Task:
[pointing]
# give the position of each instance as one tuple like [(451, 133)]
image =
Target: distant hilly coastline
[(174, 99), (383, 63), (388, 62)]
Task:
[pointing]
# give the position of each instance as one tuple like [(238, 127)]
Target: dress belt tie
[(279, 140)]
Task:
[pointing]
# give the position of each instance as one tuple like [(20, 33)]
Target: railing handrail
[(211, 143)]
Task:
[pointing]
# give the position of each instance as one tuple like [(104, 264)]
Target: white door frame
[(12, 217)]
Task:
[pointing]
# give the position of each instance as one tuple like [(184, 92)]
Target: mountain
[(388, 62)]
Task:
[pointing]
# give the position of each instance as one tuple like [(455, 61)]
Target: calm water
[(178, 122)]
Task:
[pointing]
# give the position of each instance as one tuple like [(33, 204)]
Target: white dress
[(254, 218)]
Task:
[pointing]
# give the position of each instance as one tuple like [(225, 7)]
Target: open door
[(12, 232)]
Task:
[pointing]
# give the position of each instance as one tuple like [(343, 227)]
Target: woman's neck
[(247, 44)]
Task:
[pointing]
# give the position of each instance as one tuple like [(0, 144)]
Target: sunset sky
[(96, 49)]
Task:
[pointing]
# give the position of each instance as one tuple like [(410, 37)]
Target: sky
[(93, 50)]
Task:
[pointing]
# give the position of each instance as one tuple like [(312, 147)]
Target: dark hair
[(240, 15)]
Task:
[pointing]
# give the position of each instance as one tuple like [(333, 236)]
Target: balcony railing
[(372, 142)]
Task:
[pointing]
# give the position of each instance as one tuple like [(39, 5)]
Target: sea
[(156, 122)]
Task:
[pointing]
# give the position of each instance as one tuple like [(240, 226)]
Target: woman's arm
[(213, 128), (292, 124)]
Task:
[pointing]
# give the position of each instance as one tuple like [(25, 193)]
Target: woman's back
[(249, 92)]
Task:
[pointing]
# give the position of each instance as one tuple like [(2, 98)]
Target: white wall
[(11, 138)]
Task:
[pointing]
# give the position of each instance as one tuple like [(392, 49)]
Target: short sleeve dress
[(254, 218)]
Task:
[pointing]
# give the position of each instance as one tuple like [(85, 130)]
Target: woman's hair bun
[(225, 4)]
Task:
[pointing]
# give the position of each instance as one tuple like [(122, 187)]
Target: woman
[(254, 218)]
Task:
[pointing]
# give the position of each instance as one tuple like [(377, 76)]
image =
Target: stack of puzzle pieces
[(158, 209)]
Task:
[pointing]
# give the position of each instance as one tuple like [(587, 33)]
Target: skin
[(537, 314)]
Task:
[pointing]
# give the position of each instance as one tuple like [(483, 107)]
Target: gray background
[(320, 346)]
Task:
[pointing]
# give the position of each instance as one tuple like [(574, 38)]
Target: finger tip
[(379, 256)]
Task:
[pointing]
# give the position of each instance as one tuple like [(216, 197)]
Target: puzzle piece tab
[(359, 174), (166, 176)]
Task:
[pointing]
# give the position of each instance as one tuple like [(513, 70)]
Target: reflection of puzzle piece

◇ ◇ ◇ ◇ ◇ ◇ ◇

Exercise aim:
Please copy the listing above, requests included, starting with its first line and going on through the line with "[(12, 232)]", both included, and multiply every answer coordinate by 1.25, rounding to whole numbers with halves going up. Return only those lines, and leave the numbers in the requests and their format samples as they are.

Exercise result:
Task:
[pointing]
# give the position of each instance as one tuple like [(451, 133)]
image =
Target: distant hilly coastline
[(218, 124), (479, 79), (485, 78)]
Task:
[pointing]
# give the position of each instance as one tuple like [(238, 127)]
Target: dress belt tie
[(349, 175)]
Task:
[pointing]
# give the position of each instance as one tuple like [(20, 33)]
Target: railing handrail
[(264, 179)]
Task:
[pointing]
# give the position of each instance as one tuple like [(104, 264)]
Target: white door frame
[(15, 271)]
Task:
[pointing]
# give the position of each instance as one tuple like [(184, 92)]
Target: mountain
[(485, 78)]
Task:
[pointing]
# give the position of each instance as one tuple like [(455, 61)]
Target: calm water
[(223, 153)]
Task:
[pointing]
# give the position of each instance as one tuple like [(33, 204)]
Target: white dress
[(318, 273)]
Task:
[pointing]
# give the position of each instance as one tuple like [(225, 7)]
Target: open door
[(15, 290)]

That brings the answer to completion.